Only the pictures are to be left out; set down the rest of the records exactly.

Start of Given records

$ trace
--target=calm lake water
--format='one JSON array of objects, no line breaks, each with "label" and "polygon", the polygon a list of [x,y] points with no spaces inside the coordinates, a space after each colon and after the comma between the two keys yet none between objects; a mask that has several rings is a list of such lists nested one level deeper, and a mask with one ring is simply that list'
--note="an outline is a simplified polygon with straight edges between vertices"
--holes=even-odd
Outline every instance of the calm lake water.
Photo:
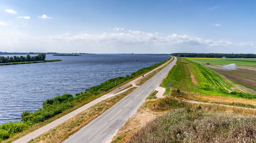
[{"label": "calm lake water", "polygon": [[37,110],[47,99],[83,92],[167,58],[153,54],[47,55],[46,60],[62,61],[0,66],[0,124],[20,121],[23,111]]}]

End of Given records

#### [Solution for this problem]
$ trace
--target=calm lake water
--format='one JSON array of objects, no line breaks, each with "label" and "polygon", the polygon a list of [x,y] points with no spaces inside the coordinates, a space after each colon and after the comma between the two keys yet none between objects; a mask that has several rings is a list of such lists nested one level deeper, and a mask with one ring is simply that list'
--note="an outline is a simplified polygon with straight edges between vertices"
--holes=even-odd
Outline every instance of the calm lake water.
Photo:
[{"label": "calm lake water", "polygon": [[37,110],[47,99],[83,92],[167,58],[153,54],[47,55],[46,60],[62,61],[0,66],[0,124],[20,121],[23,111]]}]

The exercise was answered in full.